**やること**
下の抜粋に照らして、次の各記述が合っているかを「はい」か「いいえ」で答え、決め手となる抜粋の語句をそのまま引用せよ。1. Prestoでは配列のインデックスは0から始まる。2. Prestoのドキュメントには、この点がHiveからの移行時の注意点として書かれている。3. ANSI SQL標準では配列型のインデックスは0から始まると規定されている。

═══ 抜粋

PrestoとHiveでクエリを使い回す時の注意点 ~配列編~ #hive

Treasure DataでPrestoとHiveでクエリを使いまわそうとしてハマった小ネタ。

配列のインデックスの開始がPrestoは1から、Hiveは0から

表題の通りなのですが、実例を。

例えば、Webアクセスログのagentとして

agent
Mozilla/4.0 (compatible; MSIE 8.0; Windows NT 5.1; Trident/4.0; BTRS122159;
Mozilla/5.0 (compatible; MSIE 9.0; Windows NT 6.1; Trident/5.0)
Mozilla/5.0 (compatible; Googlebot/2.1; +http://www.google.com/bot.html)
Mozilla/4.0 (compatible; MSIE 8.0; Windows NT 6.0; WOW64; Trident/4.0;
Mozilla/5.0 (Windows NT 5.1) AppleWebKit/535.11 (KHTML, like Gecko) Chrome/17.0.963.46 Safari/535.11

といった値が格納されている時に、ブラウザの文字列を切り出したくてsplitするとします。

Prestoだと、配列のインデックスは1から始まるので

SELECT 
  agent_string_arry[1]
FROM (
    SELECT 
      SPLIT(
        agent,
        '/'
      ) AS agent_string_arry,
      agent
    FROM
      www_access
  )
LIMIT 5

で、

Mozilla
Mozilla
Mozilla
Mozilla
Mozilla

と値が取れますが、同じクエリをHiveに投げてしまうと、

4.0 (compatible; MSIE 8.0; Windows NT 5.1; Trident
5.0 (compatible; MSIE 9.0; Windows NT 6.1; Trident
5.0 (compatible; Googlebot
4.0 (compatible; MSIE 8.0; Windows NT 6.0; WOW64; Trident
5.0 (Windows NT 5.1) AppleWebKit

となってしまいます。

Hiveに投げる場合は配列のインデックスは0から始まるので

SELECT 
  agent_string_arry[0]
FROM (
    SELECT 
      SPLIT(
        agent,
        '/'
      ) AS agent_string_arry,
      agent
    FROM
      www_access
  )
LIMIT 5

とする必要があります。

補足

Prestoのドキュメントにもこの点はHiveからの移行時の注意点として書かれていた。

Arrays are indexed starting from 1, not from 0:

そこにも書かれているように、ANSI SQL標準としては配列型のインデックスは1から始まると規定されているようだ。

══════
═══ データ一覧

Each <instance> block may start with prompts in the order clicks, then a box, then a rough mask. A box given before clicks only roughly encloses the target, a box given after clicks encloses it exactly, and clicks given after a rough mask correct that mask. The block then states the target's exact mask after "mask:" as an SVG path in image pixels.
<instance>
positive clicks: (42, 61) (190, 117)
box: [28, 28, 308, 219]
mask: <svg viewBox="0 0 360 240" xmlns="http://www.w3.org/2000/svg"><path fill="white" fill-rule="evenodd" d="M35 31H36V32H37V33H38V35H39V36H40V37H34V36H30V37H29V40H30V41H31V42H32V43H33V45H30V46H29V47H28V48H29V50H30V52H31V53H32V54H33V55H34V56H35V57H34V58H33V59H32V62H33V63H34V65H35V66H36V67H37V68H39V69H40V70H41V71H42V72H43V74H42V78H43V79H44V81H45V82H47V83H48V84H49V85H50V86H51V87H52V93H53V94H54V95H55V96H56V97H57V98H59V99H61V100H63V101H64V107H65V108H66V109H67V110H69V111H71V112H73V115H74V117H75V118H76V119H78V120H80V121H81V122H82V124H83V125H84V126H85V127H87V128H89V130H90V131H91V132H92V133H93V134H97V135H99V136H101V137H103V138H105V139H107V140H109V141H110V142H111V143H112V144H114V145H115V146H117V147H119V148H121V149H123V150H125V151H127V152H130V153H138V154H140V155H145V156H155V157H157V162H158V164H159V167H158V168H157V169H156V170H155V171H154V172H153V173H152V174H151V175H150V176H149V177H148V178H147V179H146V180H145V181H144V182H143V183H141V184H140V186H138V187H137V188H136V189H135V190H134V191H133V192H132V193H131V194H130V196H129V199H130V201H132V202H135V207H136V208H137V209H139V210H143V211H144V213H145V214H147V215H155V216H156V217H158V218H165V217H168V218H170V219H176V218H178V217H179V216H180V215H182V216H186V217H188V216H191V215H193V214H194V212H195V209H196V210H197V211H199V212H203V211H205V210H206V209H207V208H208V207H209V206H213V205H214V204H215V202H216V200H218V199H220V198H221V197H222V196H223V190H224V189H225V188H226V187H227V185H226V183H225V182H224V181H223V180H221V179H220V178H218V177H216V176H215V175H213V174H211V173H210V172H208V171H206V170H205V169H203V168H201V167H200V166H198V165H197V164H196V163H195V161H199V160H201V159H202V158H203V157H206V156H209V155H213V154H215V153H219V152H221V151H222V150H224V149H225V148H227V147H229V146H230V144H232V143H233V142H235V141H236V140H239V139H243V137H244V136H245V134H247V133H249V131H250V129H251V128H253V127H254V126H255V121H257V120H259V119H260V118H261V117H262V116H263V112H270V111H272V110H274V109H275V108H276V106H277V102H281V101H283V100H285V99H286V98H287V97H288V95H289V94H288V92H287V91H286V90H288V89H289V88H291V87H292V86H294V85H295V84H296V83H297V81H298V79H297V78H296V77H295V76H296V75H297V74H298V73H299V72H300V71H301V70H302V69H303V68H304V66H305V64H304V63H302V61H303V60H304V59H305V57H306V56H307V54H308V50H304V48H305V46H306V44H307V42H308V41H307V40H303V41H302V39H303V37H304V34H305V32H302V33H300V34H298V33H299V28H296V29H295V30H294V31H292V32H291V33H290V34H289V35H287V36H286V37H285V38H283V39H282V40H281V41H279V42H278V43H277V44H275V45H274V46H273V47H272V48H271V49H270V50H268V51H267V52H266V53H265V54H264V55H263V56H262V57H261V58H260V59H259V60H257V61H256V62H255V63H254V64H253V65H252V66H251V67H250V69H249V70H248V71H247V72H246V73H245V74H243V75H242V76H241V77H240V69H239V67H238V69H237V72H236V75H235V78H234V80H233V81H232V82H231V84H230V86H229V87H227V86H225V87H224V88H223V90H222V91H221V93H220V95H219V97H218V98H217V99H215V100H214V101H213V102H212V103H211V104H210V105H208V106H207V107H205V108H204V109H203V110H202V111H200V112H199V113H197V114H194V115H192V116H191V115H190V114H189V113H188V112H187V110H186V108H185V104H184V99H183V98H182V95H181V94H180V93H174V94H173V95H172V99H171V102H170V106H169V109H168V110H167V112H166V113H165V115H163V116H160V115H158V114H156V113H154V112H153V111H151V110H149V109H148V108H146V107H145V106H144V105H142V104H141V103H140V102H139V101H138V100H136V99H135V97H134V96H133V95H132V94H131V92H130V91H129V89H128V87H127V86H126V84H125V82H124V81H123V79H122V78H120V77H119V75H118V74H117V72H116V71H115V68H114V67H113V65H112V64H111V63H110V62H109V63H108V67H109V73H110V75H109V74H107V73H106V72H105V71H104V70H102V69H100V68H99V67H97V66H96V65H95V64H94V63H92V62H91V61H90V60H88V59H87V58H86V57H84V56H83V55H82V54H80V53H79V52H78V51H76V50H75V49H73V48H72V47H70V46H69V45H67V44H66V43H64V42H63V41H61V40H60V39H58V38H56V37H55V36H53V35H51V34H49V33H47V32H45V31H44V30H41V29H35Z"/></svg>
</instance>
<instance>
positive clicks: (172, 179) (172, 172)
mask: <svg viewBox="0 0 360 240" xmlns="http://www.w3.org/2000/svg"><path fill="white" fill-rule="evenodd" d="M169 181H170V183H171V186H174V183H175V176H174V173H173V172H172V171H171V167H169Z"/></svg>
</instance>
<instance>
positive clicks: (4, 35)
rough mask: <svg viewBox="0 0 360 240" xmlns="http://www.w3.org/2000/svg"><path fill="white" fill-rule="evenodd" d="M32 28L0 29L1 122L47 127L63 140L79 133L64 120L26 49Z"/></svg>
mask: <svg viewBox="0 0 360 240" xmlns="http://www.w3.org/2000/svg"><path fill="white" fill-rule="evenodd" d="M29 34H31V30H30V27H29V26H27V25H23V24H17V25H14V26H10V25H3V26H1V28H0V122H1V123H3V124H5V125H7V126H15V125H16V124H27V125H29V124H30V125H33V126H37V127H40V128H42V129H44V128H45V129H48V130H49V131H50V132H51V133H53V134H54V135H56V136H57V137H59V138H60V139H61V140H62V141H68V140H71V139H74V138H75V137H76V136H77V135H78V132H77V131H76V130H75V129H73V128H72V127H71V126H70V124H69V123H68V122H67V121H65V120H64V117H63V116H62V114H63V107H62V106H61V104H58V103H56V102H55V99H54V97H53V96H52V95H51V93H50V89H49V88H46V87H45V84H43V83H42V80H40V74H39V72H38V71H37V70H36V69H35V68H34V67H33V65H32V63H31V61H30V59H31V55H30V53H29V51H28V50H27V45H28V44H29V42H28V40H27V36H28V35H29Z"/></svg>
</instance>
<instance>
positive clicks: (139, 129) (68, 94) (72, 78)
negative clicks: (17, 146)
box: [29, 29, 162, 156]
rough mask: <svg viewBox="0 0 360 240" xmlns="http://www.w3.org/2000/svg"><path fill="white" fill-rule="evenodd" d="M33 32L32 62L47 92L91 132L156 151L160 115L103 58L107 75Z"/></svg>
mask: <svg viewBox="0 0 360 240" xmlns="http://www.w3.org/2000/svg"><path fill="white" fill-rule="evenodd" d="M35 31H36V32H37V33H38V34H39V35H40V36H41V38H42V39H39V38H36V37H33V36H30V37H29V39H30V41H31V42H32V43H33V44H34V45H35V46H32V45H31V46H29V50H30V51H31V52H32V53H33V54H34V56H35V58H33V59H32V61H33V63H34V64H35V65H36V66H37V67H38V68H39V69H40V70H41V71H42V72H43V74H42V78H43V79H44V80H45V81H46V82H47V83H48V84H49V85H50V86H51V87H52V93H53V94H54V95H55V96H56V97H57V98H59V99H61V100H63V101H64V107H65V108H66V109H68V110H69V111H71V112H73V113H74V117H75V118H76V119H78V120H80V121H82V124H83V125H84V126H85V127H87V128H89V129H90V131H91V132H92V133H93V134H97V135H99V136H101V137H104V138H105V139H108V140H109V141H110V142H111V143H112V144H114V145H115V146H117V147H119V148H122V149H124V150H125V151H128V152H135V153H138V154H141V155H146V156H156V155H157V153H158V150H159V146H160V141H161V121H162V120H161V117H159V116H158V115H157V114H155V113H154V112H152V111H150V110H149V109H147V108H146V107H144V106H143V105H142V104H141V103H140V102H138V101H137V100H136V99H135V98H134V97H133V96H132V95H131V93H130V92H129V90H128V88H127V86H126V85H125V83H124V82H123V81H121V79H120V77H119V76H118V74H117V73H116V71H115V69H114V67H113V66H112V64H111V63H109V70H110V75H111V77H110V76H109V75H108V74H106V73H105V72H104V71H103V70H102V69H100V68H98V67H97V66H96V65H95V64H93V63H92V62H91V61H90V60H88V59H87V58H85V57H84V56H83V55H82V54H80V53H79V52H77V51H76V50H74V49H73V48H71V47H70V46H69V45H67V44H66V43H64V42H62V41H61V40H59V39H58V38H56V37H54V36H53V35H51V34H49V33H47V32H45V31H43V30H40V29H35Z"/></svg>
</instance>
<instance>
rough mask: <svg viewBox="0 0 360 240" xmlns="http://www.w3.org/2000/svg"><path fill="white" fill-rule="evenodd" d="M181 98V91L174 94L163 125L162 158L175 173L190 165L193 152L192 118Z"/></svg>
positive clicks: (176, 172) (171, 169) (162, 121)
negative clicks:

══════

**完成した回答**
1. いいえ。「配列のインデックスの開始がPrestoは1から、Hiveは0から」
2. はい。「Prestoのドキュメントにもこの点はHiveからの移行時の注意点として書かれていた。」
3. いいえ。「ANSI SQL標準としては配列型のインデックスは1から始まると規定されているようだ。」